▸ 所给文本
┌────────
跳转至

任务

PowerZoo 提供现成的基准任务,将 grid case、数据切分、agent 设计与评估协议组合到一个对象中。使用 make_task_env 按名称实例化任意任务:

from powerzoo.tasks import make_task_env, list_public_tasks

print(list_public_tasks())
env = make_task_env("marl_opf", split="train")

# Use PettingZoo Parallel API (no RLlib required)
env = make_task_env("marl_opf", split="train", framework="pettingzoo")

多智能体任务默认始终使用专用任务 adapterTaskOPFMultiAgentEnvTaskUCMultiAgentEnvTaskEVMultiAgentEnv 等)。这些 adapter 在装与不装 RLlib 时都能正常工作;装了 ray[rllib] 后,返回对象会同时满足 RLlib MultiAgentEnv 接口。要在同一 adapter 语义之上得到任务感知的 PettingZoo Parallel API wrapper,传 framework='pettingzoo'

明确的公开基准面通过 powerzoo.tasks.public 或它重新导出的 helper 提供:

from powerzoo.tasks import PUBLIC_TASKS, list_public_tasks, get_public_task_catalog

print(PUBLIC_TASKS)
print(list_public_tasks())
print(get_public_task_catalog()[0]["task_id"])
print(get_public_task_catalog()[0]["default_episode_horizon_steps"])

只有满足基准合约的任务才会留在 PUBLIC_TASKS:有文档、已注册、可实例化、通过 smoke test。已注册但尚未完整的任务仍可通过 list_tasks() / make_task_env(...) 访问,但不属于公开基准面。

framework 参数决定使用哪种多智能体接口:

取值 描述
'auto'(默认) 专用任务 adapter(安装 ray 时同时兼容 RLlib)
'pettingzoo' powerzoo.tasks.interfaces.TaskPettingZooWrapper 包装的任务感知 PettingZoo Parallel API(轻量,无需 RLlib)
'rllib' 'auto' 相同,但缺 ray[rllib] 时直接报错

注册任务路由

任务名 make_task_env() / create_env() 返回
battery_arbitrage 围绕 PowerEnvFlattenWrapper(单 agent Gymnasium)
marl_opf TaskOPFMultiAgentEnv
marl_der_arbitragemarl_ders_benchmark TaskResourceMultiAgentEnv
marl_ev_v2g TaskEVMultiAgentEnv
dc_scheduling 围绕 PowerEnvFlattenWrapper(单 agent Gymnasium)
dc_microgriddc_microgrid_safe DCMicrogridEnv(单 agent Gymnasium,自包含)
gencos_bidding GenCosMARLEnv(PettingZoo Parallel API;竞争式 5-agent 市场)
marl_uc TaskUCMultiAgentEnv
opf_118 / opf_118_7d TaskOPFMultiAgentEnv
joint_trans_dist / joint_trans_dist_7d 仅实验性 — 仍处于注册状态,但不属于 PUBLIC_TASKS;在 joint adapter / reward 路径正式上线前,当前实例化会失败

公开基准任务卡片

get_public_task_catalog() 为当前公开基准面返回稳定的任务卡片元数据。在构建实验菜单、基准摘要、或需要与真实公开任务保持同步的文档时,把它作为权威数据源使用。

from powerzoo.tasks import get_public_task_catalog

for card in get_public_task_catalog():
    print(card["task_id"], card["grid_case"], card["default_episode_horizon_steps"])
└────────
▸ 数据列表
┌────────
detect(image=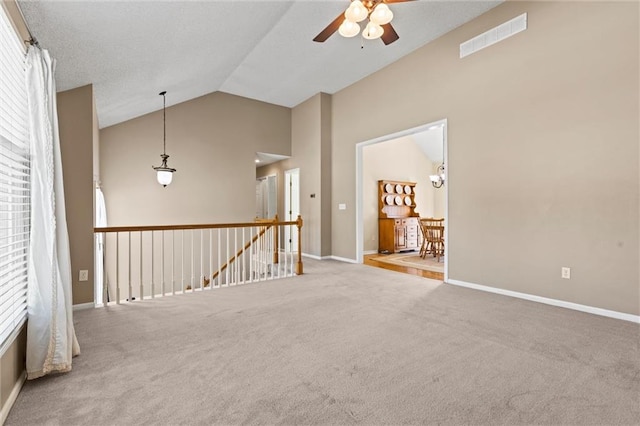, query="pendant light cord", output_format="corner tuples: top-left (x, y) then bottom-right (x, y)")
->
(160, 92), (167, 155)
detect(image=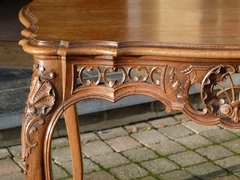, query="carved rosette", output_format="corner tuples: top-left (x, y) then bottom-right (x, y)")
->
└────────
▸ 练习要求
请抄写 PowerZoo 任务文档中的一段原文:从含有“只有满足基准合约的任务才会留在 PUBLIC_TASKS:有文档、已注册、可实例化、通过 smoke”的地方开始,到“ray 时同时兼容 RLlib)”为止。 上面的数据出自别处,与文本并非同一来源。

▸ 练习作答
只有满足基准合约的任务才会留在 PUBLIC_TASKS:有文档、已注册、可实例化、通过 smoke test。已注册但尚未完整的任务仍可通过 list_tasks() / make_task_env(...) 访问,但不属于公开基准面。

framework 参数决定使用哪种多智能体接口:

取值 描述
'auto'(默认) 专用任务 adapter(安装 ray 时同时兼容 RLlib)